[SUPPLIED MATERIAL Boundary: Start]
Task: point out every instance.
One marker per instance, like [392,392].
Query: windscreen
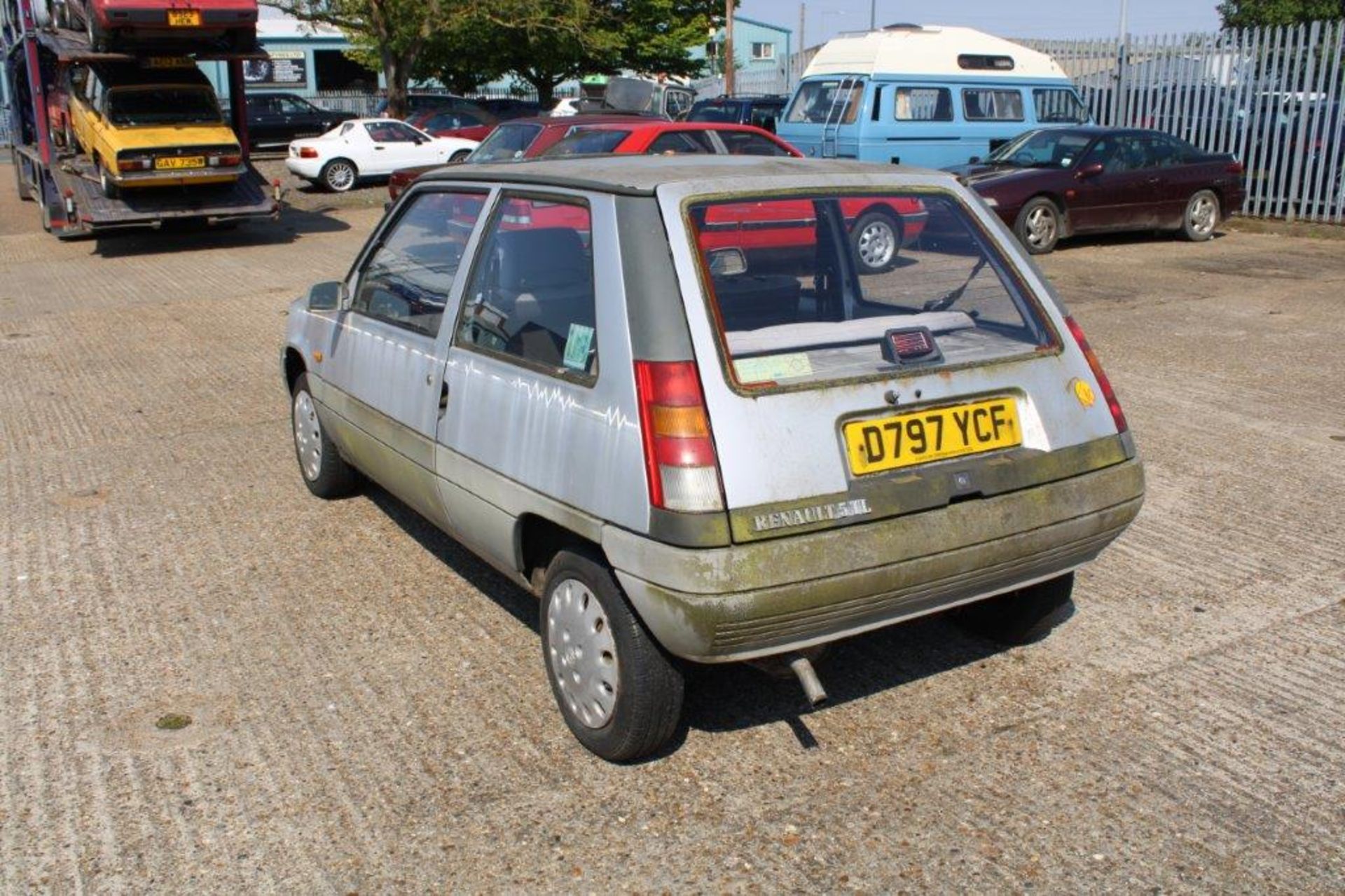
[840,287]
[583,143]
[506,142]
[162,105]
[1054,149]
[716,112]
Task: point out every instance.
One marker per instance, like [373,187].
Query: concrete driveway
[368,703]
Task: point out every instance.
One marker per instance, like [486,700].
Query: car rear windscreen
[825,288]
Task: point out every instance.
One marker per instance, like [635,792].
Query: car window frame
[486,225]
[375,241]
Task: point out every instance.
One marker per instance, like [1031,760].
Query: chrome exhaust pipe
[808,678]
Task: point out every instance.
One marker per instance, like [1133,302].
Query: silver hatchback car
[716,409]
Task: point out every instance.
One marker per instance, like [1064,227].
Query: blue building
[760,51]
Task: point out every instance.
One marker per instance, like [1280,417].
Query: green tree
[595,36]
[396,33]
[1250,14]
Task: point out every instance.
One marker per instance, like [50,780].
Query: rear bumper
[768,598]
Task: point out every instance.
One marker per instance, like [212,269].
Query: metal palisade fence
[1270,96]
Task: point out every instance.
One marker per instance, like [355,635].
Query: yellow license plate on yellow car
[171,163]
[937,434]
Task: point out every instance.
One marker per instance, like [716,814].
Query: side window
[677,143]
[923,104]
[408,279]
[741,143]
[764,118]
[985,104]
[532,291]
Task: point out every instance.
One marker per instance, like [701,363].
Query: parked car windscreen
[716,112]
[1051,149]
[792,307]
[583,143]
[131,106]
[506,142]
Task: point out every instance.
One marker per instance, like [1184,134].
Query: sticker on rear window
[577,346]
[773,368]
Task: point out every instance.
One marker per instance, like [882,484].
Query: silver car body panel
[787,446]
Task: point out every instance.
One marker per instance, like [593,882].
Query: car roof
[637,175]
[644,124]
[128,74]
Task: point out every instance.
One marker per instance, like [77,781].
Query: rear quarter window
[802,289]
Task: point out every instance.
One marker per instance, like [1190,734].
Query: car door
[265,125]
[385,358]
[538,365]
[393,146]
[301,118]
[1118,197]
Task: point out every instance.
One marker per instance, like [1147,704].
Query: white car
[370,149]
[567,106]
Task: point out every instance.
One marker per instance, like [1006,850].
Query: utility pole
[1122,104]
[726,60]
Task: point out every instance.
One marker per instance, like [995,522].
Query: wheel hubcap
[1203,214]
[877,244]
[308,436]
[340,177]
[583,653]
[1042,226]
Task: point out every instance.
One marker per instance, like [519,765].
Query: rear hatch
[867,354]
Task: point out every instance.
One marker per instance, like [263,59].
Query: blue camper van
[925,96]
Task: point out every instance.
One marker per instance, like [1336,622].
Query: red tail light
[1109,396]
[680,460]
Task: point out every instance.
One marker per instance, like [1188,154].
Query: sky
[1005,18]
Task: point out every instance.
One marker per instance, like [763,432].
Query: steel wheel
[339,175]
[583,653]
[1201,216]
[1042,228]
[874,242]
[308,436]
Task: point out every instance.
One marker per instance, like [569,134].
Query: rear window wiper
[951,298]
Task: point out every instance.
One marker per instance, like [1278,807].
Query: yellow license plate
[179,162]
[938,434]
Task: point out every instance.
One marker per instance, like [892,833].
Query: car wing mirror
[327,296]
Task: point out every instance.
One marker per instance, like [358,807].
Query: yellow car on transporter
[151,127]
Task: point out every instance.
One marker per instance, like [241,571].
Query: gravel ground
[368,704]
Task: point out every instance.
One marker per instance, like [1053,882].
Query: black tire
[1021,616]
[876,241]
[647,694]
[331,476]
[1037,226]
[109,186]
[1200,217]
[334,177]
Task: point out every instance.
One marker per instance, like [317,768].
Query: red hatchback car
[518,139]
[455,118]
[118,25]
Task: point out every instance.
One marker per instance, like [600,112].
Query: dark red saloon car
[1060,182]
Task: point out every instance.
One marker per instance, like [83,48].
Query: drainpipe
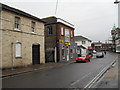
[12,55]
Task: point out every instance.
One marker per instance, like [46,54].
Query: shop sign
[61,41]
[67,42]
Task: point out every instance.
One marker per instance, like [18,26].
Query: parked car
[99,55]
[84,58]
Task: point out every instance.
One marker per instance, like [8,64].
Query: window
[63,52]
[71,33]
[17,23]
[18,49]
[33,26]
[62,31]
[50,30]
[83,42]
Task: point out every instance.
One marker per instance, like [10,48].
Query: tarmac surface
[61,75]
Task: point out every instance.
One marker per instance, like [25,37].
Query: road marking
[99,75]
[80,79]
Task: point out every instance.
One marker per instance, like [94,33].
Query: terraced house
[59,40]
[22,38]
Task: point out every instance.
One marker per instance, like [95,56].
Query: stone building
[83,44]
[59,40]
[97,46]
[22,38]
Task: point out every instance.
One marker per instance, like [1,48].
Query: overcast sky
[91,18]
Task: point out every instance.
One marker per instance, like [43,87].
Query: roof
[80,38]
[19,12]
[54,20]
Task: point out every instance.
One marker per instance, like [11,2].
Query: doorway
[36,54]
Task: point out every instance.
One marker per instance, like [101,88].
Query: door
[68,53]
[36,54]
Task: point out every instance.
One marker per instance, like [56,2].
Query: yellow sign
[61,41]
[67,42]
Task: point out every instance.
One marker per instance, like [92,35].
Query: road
[SUPPLIED MATERIAL Boundary: End]
**AIM OF THE EXERCISE:**
Give every line of the records above again, exactly, and omit the pictures.

**ANSWER TO THIS PROBLEM:**
Task: point out every instance.
One marker per instance, like [392,392].
Query: windscreen
[840,287]
[583,143]
[506,142]
[162,105]
[1054,149]
[716,112]
Task: point out every instance.
One marker per instance, like [373,187].
Query: concrete driveway
[368,703]
Task: point out every instance.
One marker per instance, like [486,700].
Query: car rear windscreen
[825,288]
Task: point out every instance.
One marker per instance, like [635,792].
Query: car window frame
[486,225]
[375,241]
Task: point out every instance.
One marker per instance, like [1031,760].
Query: chrome exhaust pipe
[808,678]
Task: point out every instance.
One marker per instance, like [1133,302].
Query: silver hatchback car
[716,409]
Task: point out every instance.
One marker per instance, like [1064,227].
Query: blue building
[760,51]
Task: point out every instance.
One marker per instance, like [1280,417].
Query: green tree
[595,36]
[396,33]
[1250,14]
Task: point out every instance.
One marker per instance, like [50,780].
Query: rear bumper
[768,598]
Task: point out every instance.
One marker per instance, like [212,269].
Query: metal palisade fence
[1270,96]
Task: point out every instance.
One marker per instance, like [355,635].
Query: yellow license plate on yellow car
[171,163]
[937,434]
Task: point out every instance.
One marker per instance, like [716,814].
Query: side window
[677,143]
[923,104]
[408,279]
[741,143]
[764,118]
[985,104]
[532,291]
Task: point out every instance.
One marker per instance, like [701,363].
Query: parked car windscreen
[716,112]
[1051,149]
[792,307]
[583,143]
[131,106]
[506,142]
Task: point out every instance.
One marker per instance, like [1184,134].
Query: sticker on rear window
[577,346]
[773,368]
Task: point out every instance.
One marker per instance, like [882,484].
Query: silver car body panel
[787,446]
Task: point out every instance.
One marker per instance, like [593,882].
Query: car roof
[637,175]
[644,124]
[128,74]
Task: point out every instance.
One marker per instance, like [77,781].
Query: rear quarter window
[802,289]
Task: point out every instance.
One marker per instance, like [1190,734].
Query: car door
[265,125]
[385,358]
[538,365]
[393,146]
[301,118]
[1118,197]
Task: point out every instance.
One marker per instance, like [1147,704].
Query: white car
[370,149]
[567,106]
Task: point out every instance.
One marker per instance, like [1006,850].
Query: utility pole
[1122,104]
[726,60]
Task: point out every instance.
One marker per instance, like [995,522].
Query: wheel hubcap
[1203,214]
[877,244]
[308,436]
[340,177]
[583,653]
[1042,226]
Task: point out every instance.
One marker per instance, like [519,765].
Query: rear hatch
[867,354]
Task: point out every instance.
One marker per instance, like [263,59].
Query: blue camper van
[925,96]
Task: point out every instance.
One marker per instance, like [1336,622].
Query: red tail light
[1109,396]
[680,460]
Task: point out every instance.
One marker per instance, like [1188,154].
Query: sky
[1005,18]
Task: point out every instance.
One marker per instance, like [763,432].
Query: steel wheel
[339,175]
[583,653]
[1201,216]
[1042,228]
[874,242]
[308,436]
Task: point out every instance.
One marker per instance, like [569,134].
Query: rear window wiper
[951,298]
Task: point out every instance.
One marker per instance, like [1278,807].
Query: yellow license plate
[179,162]
[938,434]
Task: point out every instance.
One marker per instance, like [892,833].
Query: car wing mirror
[327,296]
Task: point out every instance.
One marker per instance, like [358,807].
Query: yellow car on transporter
[151,127]
Task: point out every instance.
One marker per instance, like [241,571].
Query: gravel ground
[368,704]
Task: point out every instance.
One marker per instance, like [1053,882].
Query: black tire
[1021,616]
[876,241]
[647,694]
[331,476]
[1037,226]
[109,186]
[1200,217]
[334,177]
Task: point out every instance.
One marker per instance, like [317,768].
Query: red hatchback car
[518,139]
[455,118]
[118,25]
Task: point out every instance.
One marker per instance, like [600,112].
Query: dark red saloon car
[1060,182]
Task: point out every instance.
One marker per instance, like [83,48].
Query: drainpipe
[12,55]
Task: point out every instance.
One marker per instance, like [46,54].
Query: shop sign
[61,41]
[67,42]
Task: point out every instance.
One marker per instance, like [18,26].
Query: parked car
[99,55]
[84,58]
Task: point out every instance.
One marker per instance, like [8,64].
Query: window
[63,52]
[71,33]
[17,23]
[18,49]
[33,26]
[62,31]
[50,30]
[83,42]
Task: point out every instance.
One marker per instance, like [10,48].
Query: tarmac surface
[61,75]
Task: point out every instance.
One marker per instance, like [25,37].
Query: road marking
[99,75]
[80,79]
Task: point out every instance.
One marker per instance, like [94,33].
Query: terraced house
[59,40]
[22,38]
Task: point out every instance.
One marker per instance, like [95,56].
Query: stone building
[83,44]
[59,40]
[97,46]
[22,38]
Task: point out every instance.
One marker per instance, like [1,48].
Query: overcast sky
[91,18]
Task: point out every instance.
One marker per instance, like [43,87].
Query: roof
[80,38]
[19,12]
[54,20]
Task: point out every instance.
One marker per instance, like [11,2].
Query: doorway
[36,54]
Task: point out every instance.
One marker per instance, like [101,88].
Query: door
[68,53]
[36,54]
Task: point out every instance.
One marker per instance, like [56,2].
Query: yellow sign
[61,41]
[67,42]
Task: point out every instance.
One marker per instance, like [92,35].
Query: road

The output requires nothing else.